What you will do: From the line containing "the white column" down to the line containing "of the recessed", copy out the entries below exactly, both lines included, and nothing else; pictures do not belong in the copy.

Collected data entries:
◆ ◆ ◆ ◆
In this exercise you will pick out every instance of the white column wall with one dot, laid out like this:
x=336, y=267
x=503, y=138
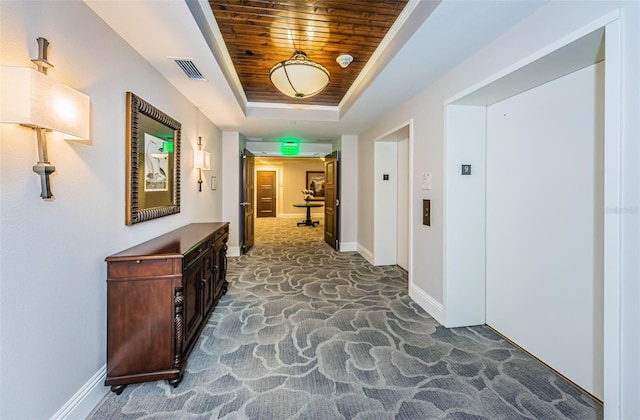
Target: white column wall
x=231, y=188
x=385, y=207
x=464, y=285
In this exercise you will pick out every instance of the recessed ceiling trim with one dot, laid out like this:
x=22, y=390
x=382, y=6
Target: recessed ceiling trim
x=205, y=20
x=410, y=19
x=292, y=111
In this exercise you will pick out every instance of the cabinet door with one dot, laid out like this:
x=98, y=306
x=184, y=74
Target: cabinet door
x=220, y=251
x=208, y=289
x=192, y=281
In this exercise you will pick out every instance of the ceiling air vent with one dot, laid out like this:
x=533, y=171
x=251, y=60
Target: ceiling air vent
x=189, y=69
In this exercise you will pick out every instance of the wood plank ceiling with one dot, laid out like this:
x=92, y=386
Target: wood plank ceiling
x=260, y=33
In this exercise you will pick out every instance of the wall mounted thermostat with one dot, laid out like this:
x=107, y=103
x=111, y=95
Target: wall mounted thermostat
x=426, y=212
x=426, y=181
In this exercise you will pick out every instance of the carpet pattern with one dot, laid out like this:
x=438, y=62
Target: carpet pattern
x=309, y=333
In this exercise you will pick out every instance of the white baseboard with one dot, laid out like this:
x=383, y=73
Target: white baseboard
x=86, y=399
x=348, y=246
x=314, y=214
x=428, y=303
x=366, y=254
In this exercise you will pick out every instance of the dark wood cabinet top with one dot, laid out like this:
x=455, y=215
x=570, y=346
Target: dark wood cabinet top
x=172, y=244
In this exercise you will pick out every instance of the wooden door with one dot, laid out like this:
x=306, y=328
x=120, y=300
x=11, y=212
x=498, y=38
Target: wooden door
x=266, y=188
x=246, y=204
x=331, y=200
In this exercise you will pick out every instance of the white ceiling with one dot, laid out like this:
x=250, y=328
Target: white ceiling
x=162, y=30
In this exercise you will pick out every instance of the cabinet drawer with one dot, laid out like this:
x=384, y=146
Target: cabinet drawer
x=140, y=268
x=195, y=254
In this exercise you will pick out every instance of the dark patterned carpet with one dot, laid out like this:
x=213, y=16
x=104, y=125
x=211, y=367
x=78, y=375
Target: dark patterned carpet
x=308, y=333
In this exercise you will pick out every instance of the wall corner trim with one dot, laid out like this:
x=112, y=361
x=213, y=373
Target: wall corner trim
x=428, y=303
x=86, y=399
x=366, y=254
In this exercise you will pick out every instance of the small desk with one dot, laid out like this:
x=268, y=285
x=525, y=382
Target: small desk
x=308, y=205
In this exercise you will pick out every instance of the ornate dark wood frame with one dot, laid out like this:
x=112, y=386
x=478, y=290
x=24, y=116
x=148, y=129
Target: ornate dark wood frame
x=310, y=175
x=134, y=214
◆ ◆ ◆ ◆
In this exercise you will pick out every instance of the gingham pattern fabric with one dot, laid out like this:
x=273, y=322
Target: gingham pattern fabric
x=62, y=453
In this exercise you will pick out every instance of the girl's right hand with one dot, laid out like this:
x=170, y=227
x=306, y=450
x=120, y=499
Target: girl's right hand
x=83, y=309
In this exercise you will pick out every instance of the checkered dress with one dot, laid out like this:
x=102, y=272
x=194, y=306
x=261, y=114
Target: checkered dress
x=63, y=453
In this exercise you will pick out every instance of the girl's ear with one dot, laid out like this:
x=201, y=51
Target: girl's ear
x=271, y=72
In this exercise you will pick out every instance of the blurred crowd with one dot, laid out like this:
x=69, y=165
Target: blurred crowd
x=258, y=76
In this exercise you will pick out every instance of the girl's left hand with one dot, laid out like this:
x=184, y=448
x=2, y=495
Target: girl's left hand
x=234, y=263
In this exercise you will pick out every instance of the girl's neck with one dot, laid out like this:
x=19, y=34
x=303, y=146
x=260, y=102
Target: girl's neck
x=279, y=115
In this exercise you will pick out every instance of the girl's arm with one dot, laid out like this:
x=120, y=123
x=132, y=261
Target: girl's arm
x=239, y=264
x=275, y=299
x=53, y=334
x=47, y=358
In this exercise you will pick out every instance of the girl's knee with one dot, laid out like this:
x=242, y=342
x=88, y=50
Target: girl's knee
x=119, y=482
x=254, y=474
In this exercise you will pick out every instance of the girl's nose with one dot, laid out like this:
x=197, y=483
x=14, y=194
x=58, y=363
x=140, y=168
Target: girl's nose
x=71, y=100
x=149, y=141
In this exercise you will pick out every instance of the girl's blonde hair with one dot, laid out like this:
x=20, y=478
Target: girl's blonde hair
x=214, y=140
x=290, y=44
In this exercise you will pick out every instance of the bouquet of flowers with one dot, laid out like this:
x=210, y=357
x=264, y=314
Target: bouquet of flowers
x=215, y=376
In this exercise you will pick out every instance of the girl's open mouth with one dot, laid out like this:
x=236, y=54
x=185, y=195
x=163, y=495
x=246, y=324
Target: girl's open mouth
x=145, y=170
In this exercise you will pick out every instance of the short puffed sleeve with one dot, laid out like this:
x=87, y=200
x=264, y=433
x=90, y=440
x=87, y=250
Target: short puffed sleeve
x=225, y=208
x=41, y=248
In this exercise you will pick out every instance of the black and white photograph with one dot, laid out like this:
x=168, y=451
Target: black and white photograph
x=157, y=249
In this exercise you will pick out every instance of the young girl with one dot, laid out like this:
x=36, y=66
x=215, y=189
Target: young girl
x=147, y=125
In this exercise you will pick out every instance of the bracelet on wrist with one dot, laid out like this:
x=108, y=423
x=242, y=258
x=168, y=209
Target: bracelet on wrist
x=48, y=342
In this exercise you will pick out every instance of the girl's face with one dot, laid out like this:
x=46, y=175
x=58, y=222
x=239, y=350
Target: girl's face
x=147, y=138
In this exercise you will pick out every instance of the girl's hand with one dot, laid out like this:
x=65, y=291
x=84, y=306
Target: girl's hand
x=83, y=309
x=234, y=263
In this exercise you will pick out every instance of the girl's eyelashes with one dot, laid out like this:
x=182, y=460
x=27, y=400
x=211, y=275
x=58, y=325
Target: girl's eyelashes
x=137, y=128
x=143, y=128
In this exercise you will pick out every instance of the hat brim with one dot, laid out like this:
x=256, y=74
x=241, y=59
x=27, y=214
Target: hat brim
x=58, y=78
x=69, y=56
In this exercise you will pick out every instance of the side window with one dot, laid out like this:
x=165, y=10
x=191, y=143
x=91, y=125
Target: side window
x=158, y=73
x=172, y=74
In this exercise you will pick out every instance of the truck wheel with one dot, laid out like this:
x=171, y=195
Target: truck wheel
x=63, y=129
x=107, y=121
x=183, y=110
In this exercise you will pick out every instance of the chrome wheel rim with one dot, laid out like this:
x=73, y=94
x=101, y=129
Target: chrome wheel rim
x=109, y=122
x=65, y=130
◆ ◆ ◆ ◆
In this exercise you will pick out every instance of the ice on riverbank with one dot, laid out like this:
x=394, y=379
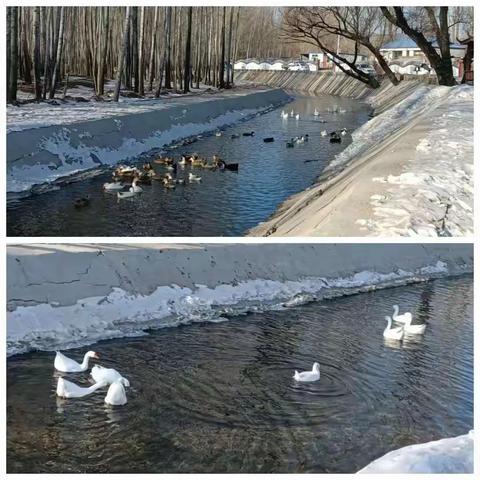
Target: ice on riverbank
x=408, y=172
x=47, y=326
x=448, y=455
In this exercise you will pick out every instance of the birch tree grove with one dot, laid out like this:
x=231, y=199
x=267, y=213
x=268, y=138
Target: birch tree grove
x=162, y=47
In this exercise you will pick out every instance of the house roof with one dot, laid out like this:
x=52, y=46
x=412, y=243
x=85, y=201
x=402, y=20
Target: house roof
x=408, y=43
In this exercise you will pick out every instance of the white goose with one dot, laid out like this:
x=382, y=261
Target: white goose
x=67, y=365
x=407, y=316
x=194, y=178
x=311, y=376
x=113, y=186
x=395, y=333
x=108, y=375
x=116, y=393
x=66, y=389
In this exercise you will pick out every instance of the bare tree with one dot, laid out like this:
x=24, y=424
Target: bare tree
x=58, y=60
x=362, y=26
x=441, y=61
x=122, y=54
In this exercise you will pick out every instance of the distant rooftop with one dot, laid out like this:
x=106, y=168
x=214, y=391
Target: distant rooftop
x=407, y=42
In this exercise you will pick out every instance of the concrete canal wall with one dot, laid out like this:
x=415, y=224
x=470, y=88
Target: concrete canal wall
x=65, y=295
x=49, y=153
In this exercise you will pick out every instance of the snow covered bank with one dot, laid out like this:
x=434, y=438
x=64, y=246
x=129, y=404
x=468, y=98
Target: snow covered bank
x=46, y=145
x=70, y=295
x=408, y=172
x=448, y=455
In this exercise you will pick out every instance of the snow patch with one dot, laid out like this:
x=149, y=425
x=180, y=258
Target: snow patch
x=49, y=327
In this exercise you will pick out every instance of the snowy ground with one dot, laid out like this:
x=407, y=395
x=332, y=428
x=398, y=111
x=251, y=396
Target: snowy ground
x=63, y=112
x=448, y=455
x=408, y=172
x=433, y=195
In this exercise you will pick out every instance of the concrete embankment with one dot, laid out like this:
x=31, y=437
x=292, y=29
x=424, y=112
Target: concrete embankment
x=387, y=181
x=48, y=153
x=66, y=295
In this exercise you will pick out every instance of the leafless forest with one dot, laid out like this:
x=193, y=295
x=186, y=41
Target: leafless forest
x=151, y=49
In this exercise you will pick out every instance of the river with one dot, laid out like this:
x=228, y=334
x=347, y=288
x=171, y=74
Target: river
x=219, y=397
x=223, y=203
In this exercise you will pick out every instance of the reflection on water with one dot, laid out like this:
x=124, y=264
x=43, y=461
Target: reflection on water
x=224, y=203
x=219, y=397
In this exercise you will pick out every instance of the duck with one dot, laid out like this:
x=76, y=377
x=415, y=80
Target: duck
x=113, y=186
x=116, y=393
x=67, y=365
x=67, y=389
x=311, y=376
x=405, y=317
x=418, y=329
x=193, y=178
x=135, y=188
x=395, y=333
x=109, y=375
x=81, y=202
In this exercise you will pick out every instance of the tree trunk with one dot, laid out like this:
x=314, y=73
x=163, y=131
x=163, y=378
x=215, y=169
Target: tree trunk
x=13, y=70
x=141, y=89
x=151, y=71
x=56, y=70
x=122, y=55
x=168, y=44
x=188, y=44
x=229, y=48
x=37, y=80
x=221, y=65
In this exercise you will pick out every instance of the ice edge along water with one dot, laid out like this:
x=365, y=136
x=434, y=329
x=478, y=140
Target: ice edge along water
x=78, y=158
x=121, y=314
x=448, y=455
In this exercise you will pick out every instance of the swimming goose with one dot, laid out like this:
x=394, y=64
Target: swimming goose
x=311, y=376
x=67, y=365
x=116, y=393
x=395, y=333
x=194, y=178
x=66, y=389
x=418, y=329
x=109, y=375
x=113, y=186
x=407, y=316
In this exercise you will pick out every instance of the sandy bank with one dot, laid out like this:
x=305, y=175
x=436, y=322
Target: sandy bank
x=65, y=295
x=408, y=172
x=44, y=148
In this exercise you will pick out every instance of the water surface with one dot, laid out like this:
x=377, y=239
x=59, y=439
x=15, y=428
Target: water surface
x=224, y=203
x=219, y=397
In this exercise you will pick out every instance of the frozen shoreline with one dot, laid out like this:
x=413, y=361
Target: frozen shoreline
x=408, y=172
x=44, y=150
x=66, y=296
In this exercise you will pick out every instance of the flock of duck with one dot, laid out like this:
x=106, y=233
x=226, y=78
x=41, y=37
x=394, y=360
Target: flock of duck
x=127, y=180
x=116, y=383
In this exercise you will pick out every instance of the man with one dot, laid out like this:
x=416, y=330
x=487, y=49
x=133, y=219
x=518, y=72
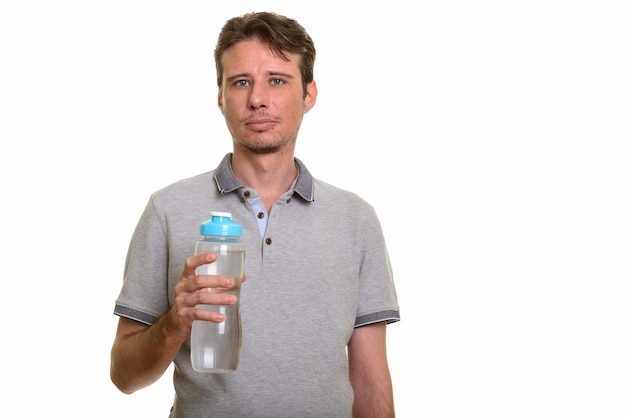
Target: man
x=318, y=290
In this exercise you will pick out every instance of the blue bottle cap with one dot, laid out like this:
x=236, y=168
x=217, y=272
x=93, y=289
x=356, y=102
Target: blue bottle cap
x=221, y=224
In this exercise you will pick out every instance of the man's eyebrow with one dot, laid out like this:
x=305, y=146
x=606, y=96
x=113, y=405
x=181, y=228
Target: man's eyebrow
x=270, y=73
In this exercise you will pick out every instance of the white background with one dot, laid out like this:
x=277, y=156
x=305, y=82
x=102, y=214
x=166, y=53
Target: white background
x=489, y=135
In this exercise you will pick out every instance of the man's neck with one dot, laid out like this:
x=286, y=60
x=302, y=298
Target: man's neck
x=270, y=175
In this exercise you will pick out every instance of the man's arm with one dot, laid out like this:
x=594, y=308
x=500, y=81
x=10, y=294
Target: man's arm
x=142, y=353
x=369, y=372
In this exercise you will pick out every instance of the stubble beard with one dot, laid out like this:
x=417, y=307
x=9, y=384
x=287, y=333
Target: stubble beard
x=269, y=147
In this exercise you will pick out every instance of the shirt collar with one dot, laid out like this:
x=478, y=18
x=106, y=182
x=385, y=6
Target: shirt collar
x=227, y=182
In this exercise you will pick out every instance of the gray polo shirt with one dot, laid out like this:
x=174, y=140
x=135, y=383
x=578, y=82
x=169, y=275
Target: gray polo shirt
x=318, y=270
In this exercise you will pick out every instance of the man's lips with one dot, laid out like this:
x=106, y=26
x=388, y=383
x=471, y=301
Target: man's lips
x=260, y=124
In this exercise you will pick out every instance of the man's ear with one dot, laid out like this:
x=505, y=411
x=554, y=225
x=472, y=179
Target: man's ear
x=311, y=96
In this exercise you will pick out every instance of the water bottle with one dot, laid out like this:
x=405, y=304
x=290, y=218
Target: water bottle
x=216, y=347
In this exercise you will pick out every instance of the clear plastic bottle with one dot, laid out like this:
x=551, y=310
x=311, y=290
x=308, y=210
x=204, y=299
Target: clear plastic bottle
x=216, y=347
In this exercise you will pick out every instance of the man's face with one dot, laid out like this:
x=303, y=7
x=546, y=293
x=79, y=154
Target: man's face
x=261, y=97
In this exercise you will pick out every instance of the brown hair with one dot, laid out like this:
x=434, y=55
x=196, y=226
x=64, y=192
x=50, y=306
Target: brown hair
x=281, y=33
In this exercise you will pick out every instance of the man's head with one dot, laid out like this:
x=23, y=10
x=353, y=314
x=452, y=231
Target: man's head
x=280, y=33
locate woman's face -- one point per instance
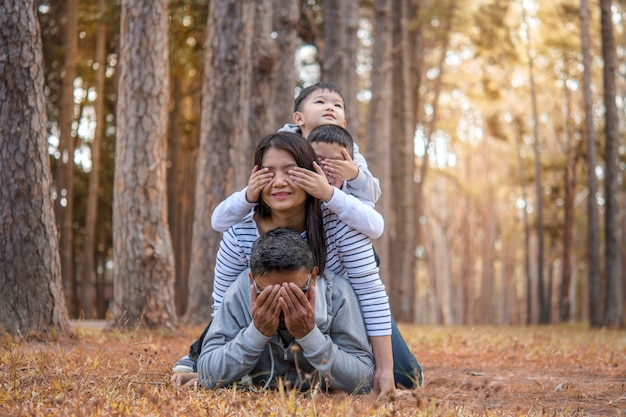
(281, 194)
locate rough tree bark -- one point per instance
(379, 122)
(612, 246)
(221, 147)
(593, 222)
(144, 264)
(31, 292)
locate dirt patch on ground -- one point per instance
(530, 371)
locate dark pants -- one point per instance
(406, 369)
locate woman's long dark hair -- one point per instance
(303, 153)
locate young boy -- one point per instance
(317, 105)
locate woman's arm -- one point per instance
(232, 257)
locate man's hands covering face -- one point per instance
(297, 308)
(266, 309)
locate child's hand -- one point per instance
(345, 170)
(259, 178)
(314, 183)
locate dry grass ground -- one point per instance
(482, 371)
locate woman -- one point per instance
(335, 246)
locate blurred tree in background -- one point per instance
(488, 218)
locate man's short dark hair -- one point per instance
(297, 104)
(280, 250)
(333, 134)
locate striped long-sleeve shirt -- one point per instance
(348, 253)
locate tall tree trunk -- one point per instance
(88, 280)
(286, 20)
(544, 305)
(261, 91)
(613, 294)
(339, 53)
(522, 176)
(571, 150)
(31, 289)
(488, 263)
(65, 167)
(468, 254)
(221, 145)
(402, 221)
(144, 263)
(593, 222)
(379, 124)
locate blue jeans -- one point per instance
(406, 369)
◆ ◆ ◆ ◆
Result of the task:
In this exercise you will pick out every instance of the white column wall with one dot, laid out like this:
x=336, y=267
x=503, y=138
Target: white column wall
x=231, y=188
x=385, y=207
x=464, y=285
In this exercise you will pick out every instance of the recessed ceiling trim with one dot, laid out like this:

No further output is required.